DESCRIPTION OF THE TASK: Look through the material below. Copy every line with the string "rocky" in it.

****

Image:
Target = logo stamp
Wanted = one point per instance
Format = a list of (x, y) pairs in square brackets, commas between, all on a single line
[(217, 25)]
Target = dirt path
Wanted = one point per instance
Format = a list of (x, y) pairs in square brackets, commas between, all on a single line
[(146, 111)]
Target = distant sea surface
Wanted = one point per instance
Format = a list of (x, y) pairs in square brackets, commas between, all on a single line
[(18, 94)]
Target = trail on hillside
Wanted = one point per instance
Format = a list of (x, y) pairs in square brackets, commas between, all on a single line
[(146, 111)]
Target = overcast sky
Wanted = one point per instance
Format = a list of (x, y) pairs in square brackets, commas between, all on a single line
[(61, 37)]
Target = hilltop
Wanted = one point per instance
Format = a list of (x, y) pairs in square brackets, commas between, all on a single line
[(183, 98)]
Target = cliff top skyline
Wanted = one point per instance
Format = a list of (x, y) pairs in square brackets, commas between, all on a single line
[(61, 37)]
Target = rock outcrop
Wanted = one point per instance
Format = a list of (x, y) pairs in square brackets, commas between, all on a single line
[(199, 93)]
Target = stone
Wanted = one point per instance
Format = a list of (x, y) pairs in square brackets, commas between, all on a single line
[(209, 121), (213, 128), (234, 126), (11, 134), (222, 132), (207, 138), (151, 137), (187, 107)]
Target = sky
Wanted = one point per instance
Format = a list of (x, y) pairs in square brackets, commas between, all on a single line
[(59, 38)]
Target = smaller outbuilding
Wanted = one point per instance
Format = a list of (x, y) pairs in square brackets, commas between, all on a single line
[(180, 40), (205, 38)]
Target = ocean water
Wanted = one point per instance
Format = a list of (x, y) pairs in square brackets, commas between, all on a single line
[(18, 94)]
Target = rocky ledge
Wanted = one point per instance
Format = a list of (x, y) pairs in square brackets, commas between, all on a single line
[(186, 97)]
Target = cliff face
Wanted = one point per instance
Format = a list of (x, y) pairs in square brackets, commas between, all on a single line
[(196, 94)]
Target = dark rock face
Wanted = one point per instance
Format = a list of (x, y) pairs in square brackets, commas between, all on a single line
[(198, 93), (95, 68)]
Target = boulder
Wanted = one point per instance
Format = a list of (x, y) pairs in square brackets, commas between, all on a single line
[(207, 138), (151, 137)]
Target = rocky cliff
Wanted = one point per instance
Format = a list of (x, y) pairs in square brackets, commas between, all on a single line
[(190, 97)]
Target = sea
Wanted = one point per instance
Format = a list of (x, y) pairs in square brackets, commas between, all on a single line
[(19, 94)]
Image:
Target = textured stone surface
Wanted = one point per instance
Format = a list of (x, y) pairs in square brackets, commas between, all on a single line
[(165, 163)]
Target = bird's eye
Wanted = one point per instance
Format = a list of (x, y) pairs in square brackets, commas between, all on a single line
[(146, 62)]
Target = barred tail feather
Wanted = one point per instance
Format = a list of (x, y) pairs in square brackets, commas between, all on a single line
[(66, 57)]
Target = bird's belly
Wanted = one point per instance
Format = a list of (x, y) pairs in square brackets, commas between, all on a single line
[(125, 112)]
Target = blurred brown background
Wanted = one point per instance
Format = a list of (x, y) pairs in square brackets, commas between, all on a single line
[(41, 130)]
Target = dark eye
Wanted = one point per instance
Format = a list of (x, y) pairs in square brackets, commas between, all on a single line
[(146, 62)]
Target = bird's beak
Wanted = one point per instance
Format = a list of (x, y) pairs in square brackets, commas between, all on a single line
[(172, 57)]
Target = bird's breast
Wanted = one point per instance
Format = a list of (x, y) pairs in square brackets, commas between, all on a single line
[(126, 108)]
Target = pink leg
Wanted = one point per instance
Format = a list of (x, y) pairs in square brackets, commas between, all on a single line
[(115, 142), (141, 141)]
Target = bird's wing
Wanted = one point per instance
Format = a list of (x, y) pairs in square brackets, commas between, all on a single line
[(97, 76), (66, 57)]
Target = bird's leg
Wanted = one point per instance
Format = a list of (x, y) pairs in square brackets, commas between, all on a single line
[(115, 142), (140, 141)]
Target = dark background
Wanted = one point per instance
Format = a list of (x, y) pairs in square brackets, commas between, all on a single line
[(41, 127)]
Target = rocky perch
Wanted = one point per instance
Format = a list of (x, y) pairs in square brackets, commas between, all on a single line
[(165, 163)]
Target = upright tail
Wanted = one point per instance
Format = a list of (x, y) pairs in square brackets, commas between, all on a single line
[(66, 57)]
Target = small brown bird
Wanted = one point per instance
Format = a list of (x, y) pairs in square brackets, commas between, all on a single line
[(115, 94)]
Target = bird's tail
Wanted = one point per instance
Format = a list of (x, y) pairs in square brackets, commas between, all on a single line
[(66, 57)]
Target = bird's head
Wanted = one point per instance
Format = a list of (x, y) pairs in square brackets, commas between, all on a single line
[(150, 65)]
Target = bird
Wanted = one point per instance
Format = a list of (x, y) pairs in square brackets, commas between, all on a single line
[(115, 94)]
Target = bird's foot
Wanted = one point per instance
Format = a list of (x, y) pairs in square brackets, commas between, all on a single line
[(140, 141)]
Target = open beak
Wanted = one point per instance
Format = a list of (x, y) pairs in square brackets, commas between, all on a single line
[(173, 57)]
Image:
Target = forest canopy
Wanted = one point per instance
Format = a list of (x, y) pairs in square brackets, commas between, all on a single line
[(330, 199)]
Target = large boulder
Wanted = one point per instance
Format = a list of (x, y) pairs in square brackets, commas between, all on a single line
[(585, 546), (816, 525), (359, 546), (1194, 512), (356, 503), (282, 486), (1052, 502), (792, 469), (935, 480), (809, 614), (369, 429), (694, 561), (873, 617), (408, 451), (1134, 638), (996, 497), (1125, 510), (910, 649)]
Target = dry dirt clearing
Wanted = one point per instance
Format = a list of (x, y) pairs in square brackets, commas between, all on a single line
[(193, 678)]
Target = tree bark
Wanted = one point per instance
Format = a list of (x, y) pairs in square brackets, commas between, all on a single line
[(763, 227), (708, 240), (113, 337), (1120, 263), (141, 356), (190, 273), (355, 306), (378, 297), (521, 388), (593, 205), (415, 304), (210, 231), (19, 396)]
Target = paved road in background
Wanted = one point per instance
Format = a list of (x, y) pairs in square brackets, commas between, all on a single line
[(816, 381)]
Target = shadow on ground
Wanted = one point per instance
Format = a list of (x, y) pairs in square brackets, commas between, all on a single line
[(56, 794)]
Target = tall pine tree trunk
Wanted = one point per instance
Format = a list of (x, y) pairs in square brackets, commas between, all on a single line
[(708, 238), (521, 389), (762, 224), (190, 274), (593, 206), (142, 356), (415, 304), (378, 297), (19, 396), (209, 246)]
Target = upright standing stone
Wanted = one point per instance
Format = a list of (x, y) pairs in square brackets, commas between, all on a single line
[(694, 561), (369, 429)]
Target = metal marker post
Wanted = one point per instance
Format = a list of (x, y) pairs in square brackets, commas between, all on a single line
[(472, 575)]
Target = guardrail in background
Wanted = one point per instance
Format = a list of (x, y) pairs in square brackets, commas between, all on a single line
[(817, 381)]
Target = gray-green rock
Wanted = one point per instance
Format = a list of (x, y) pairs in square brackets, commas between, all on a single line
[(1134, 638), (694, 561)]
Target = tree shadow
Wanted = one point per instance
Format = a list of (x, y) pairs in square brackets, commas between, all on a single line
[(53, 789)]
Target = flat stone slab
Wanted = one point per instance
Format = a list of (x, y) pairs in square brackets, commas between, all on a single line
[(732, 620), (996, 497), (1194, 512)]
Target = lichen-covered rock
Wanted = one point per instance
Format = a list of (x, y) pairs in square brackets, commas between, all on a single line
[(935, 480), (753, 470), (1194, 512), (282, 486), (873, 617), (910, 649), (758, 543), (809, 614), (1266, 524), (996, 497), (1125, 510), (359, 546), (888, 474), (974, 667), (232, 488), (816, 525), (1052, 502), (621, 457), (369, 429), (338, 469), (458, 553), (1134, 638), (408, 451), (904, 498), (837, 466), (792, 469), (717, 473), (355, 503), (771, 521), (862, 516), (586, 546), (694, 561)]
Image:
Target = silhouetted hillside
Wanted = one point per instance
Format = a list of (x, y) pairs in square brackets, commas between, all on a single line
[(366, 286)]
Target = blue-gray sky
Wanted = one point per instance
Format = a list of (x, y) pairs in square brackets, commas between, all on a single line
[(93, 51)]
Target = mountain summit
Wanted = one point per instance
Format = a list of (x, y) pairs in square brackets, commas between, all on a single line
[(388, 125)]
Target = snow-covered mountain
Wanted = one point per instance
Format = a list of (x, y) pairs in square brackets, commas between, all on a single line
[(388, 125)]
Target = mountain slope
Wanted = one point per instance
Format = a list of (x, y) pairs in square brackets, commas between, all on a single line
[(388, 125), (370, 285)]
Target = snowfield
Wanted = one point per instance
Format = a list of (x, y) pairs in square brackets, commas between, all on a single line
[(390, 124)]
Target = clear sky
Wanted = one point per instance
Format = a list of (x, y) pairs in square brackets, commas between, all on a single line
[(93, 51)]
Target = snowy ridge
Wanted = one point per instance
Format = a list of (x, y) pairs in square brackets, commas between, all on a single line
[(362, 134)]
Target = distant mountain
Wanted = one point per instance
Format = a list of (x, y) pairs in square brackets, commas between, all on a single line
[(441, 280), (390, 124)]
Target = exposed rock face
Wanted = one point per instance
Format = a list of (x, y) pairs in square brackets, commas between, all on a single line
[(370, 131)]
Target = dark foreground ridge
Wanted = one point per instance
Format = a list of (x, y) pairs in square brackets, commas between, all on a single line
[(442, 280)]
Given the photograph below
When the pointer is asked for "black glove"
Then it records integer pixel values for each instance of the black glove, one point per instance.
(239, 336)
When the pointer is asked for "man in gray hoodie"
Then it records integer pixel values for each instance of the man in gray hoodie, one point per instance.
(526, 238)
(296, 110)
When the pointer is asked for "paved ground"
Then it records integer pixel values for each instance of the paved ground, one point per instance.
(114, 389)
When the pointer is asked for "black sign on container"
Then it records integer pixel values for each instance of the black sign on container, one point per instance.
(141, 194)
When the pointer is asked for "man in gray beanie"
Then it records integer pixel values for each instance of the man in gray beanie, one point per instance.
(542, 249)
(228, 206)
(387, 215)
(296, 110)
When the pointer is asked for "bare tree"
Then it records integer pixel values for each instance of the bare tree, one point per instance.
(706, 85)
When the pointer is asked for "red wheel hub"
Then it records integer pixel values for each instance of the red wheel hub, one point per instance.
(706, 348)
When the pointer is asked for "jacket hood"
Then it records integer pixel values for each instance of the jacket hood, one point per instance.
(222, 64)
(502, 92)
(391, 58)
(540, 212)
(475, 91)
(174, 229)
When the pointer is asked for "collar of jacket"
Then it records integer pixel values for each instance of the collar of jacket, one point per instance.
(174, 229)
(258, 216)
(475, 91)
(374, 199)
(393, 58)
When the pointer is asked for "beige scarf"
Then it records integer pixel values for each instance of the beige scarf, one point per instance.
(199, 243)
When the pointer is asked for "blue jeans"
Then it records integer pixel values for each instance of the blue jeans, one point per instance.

****

EXERCISE RESULT:
Target = rocky ledge
Target = rocky cliff
Target = rocky perch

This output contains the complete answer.